What to produce:
Copy out only the material from the line containing "Tag one spot per instance of the blonde" through the end of the material, both included, keeping every line. Raise every coordinate in the answers by 21.

Point-based annotation data:
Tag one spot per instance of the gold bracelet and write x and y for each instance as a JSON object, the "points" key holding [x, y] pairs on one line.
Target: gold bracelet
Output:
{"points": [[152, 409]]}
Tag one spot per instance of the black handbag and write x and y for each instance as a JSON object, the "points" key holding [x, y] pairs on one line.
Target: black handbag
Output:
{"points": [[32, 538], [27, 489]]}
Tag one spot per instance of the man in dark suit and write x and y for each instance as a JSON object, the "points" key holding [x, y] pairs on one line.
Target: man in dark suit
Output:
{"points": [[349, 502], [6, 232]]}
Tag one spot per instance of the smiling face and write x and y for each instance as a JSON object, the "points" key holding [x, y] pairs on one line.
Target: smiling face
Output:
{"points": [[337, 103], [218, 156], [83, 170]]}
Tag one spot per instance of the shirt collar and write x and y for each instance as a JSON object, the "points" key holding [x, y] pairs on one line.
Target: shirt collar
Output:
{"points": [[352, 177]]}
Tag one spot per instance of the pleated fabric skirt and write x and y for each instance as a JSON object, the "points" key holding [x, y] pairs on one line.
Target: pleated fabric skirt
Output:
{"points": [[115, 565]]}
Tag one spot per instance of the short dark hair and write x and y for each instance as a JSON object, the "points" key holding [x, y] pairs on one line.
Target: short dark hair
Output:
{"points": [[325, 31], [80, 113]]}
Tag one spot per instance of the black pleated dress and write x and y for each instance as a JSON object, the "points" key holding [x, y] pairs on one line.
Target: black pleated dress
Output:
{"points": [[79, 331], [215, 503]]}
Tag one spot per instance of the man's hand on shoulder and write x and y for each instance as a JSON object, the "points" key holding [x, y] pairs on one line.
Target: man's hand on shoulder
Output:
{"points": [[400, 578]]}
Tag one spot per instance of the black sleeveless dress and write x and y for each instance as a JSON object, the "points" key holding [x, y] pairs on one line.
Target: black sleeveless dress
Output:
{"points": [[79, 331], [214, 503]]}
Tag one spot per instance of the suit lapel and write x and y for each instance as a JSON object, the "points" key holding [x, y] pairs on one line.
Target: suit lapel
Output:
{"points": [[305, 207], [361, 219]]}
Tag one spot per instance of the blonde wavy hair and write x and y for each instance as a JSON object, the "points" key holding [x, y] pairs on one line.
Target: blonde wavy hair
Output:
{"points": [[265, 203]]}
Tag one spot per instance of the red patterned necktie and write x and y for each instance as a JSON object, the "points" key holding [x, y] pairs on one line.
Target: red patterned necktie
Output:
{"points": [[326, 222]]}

Problem solution:
Tag one spot per instance of the blonde wavy hair and write x and y for each instance as a JSON object, the "points" key holding [x, y] pairs on one line.
Target: blonde wavy hair
Output:
{"points": [[286, 224]]}
Tag one spot per instance of the red patterned necktie and write x and y for each instance as a JSON object, the "points" key holding [x, y] pairs on one line.
Target: red patterned necktie
Output:
{"points": [[347, 243]]}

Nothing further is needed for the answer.